** START SOURCE DATA **

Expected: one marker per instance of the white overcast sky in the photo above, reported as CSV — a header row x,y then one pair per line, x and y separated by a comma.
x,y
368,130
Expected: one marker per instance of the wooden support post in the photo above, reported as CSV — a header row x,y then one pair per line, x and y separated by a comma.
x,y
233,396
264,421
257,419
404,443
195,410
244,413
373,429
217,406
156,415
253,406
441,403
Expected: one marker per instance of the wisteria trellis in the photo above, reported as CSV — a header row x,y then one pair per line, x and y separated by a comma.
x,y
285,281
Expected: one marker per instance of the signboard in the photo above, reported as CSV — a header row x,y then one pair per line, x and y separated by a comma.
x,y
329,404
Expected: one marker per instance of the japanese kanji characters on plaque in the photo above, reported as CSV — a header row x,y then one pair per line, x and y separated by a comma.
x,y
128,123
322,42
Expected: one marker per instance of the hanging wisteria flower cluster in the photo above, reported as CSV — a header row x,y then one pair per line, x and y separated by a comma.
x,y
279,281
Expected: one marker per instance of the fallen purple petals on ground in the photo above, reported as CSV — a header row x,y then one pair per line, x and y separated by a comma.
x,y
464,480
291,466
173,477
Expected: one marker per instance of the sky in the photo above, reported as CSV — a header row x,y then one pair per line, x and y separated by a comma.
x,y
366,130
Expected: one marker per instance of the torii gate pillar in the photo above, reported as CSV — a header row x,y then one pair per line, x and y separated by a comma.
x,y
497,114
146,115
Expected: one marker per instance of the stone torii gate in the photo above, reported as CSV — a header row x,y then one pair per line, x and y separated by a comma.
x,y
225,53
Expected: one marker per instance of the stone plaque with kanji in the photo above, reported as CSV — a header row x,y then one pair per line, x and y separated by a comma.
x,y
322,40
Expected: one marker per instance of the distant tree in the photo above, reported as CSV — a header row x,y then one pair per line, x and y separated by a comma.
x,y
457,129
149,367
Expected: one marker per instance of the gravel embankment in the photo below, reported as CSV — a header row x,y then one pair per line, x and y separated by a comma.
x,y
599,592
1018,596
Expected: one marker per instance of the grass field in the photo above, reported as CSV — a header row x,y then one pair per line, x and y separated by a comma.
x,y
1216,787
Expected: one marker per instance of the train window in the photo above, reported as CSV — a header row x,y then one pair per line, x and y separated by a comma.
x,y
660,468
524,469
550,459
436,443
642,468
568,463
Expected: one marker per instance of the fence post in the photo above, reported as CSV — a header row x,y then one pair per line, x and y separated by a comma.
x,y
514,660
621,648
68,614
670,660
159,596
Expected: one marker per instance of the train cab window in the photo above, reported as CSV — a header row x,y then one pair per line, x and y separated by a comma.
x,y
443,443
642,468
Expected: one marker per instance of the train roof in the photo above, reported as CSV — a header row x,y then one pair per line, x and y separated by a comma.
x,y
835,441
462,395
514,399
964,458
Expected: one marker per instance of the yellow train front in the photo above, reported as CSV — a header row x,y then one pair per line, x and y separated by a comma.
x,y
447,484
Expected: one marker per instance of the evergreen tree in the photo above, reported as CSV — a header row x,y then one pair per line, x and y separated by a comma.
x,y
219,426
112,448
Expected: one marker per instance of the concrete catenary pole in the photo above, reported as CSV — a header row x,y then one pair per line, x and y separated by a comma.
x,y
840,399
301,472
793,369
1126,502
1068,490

** END SOURCE DATA **

### EXERCISE BRIEF
Output the listing above word for word.

### EXPECTED OUTPUT
Expected: one marker per instance of the white overcast sky in the photo above, reported as CSV — a header row x,y then one pair per line, x and y separated by a comma.
x,y
368,130
Expected: one marker per instance of the wooden support post in the photo above, reported as CSV — a header row x,y then one pair per line, x and y separated by a comma.
x,y
233,396
264,421
257,419
404,443
195,410
244,413
373,429
217,406
156,415
253,406
441,403
Expected: one marker per instance of the wisteria trellis in the photo above, reported as CSV — a header row x,y then one pair per line, x and y separated by a comma.
x,y
285,281
Expected: one marker per instance of the signboard in the photo above, reported as CSV — a header row x,y then one pair per line, x and y separated by a comma.
x,y
329,404
Expected: one marker per instance of the japanese kanji characters on plaque in the photo above, reported as CSV — a header row x,y then one pair per line, x and y separated by a comma.
x,y
128,123
322,42
Expected: one marker per instance of the hanging wisteria flower cluster in the photo above, reported as CSV — a header row x,y then one pair per line, x and y separated by a comma.
x,y
279,281
Expected: one marker per instance of the fallen purple petals on ground in the photo above, reported as CSV — a header row x,y then one pair per line, x and y separated by a comma.
x,y
464,480
291,466
173,477
Expected: one marker per instance of the sky in the photo above, reported as CSV — a header row x,y then one pair per line, x and y separated by a comma.
x,y
366,130
Expected: one marker per instance of the torii gate pillar in the photo above, reported as CSV — a header row x,y then one pair per line, x and y separated by a comma.
x,y
497,114
146,115
Expected: one marker per instance of the stone torii gate in the photo above, reported as CSV — a header row x,y then one pair per line, x and y separated by a comma.
x,y
225,53
Expected: one marker per instance of the stone plaque with kanji in the photo above, reported as CSV — a header row x,y then one pair per line, x and y separated by a comma.
x,y
322,40
Expected: one marker per instance of the distant tree in the photo above, reported as CSV — a header row x,y then one pair per line, x and y separated by a comma.
x,y
457,129
149,367
Expected: one marker per instance of the gravel embankment in the photo below, reported as CSV — a header row x,y then one pair per line, x and y separated by a comma.
x,y
599,592
1018,596
Expected: one marker per instance of the grass field in the photo above, reported as CSV — a header row x,y then one pair per line, x and y separated by a comma.
x,y
1216,787
Expected: one marker per instance of the train window in the photo above, reported as CSV — a header row x,y then one pair per line, x and y separated by a comma.
x,y
660,468
524,469
550,459
436,443
642,468
568,463
Expected: one marker per instance of the fence post in the photo above, reported as CSV — a header row x,y then one pair per line, x and y separated by a comma.
x,y
514,660
621,648
68,614
670,660
159,596
Expected: one marker per instance of the train cab window in the photo above, reported as CSV — a header row x,y then one pair per line, x and y separated by a comma.
x,y
443,443
642,468
Expected: one marker per instance of the train roof in the photo above, reported as CSV — a header row x,y then one pair per line, x and y separated by a comma.
x,y
835,441
462,395
514,399
964,458
Expected: one marker per instance of the yellow train front in the photo above, reported as CSV — a header row x,y then one pair per line, x and y separated by a comma.
x,y
447,484
Expected: one marker per instance of the evergreen tree in the photo above, reported as CSV — a header row x,y then one pair per line, x and y separated by a comma.
x,y
219,426
112,448
Expected: one marker per instance of the concrete catenary pole in the photo above, reported as CSV — a header row x,y then one pair per line, x and y separated by a comma.
x,y
840,399
301,472
793,369
1126,502
1068,490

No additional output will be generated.